▶ **WORK TO BE COMPLETED**: Rewrite the rows below with every "tower" changed to "turret" and everything else left the same. Leave the pictures out of your answer.

[Data extracted from a collection]
--- --- ---

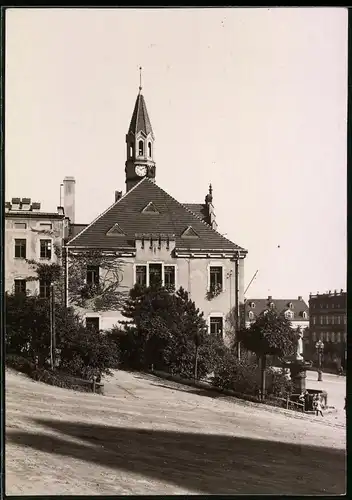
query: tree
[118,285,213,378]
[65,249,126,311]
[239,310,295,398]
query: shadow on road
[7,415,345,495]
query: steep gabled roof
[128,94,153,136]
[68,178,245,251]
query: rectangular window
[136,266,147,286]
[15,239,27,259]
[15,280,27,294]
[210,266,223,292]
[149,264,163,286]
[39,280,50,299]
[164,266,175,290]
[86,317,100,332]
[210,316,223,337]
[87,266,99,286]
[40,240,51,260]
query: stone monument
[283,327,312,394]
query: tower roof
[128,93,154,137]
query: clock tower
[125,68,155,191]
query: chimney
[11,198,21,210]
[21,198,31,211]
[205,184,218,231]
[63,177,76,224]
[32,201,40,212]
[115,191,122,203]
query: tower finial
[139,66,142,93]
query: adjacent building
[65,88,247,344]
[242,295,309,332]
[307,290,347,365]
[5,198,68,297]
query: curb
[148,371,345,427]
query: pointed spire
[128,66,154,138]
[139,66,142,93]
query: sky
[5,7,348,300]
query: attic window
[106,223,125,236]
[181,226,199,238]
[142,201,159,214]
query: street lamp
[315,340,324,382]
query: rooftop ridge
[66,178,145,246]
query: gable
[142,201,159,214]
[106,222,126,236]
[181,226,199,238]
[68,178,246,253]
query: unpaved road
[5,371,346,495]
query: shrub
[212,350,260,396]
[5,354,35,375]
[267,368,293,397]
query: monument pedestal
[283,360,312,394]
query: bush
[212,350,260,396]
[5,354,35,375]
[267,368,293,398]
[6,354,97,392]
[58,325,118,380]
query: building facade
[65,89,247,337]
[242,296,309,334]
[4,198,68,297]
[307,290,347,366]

--- --- ---

▶ **RESPONSE TO THIS EXERCISE**:
query: tree
[118,285,213,378]
[65,249,126,311]
[239,310,295,398]
query: shadow on road
[7,415,345,495]
query: steep gabled roof
[128,94,153,136]
[68,178,245,251]
query: rectangular window
[136,266,147,286]
[15,239,27,259]
[15,280,27,294]
[210,266,223,292]
[149,264,163,286]
[39,280,50,299]
[164,266,175,290]
[86,317,100,332]
[210,316,223,337]
[87,266,99,286]
[40,240,51,260]
query: stone monument
[283,327,312,394]
query: turret roof
[128,93,154,137]
query: clock turret
[125,68,155,191]
query: chimney
[11,198,21,210]
[21,198,31,211]
[205,184,218,231]
[63,177,76,224]
[32,201,40,212]
[115,191,122,203]
query: turret finial
[139,66,142,93]
query: adjacent building
[65,88,247,344]
[242,295,309,332]
[307,290,347,365]
[5,198,68,297]
query: curb
[148,371,345,427]
query: pointed spire
[128,66,154,138]
[139,66,142,93]
query: sky
[5,7,348,300]
query: attic window
[106,223,125,236]
[181,226,199,238]
[142,201,159,214]
query: street lamp
[315,340,324,382]
query: rooftop ridge
[66,178,145,246]
query: gable
[142,201,159,214]
[106,222,126,236]
[181,226,199,238]
[68,178,246,253]
query: unpaved road
[5,371,346,495]
query: shrub
[212,350,260,396]
[5,354,35,375]
[267,368,293,397]
query: monument pedestal
[283,360,312,394]
query: bush
[212,350,260,396]
[5,354,35,375]
[267,368,293,398]
[6,354,97,392]
[58,325,118,380]
query: building facade
[65,89,247,337]
[242,296,309,334]
[4,198,68,297]
[307,290,347,366]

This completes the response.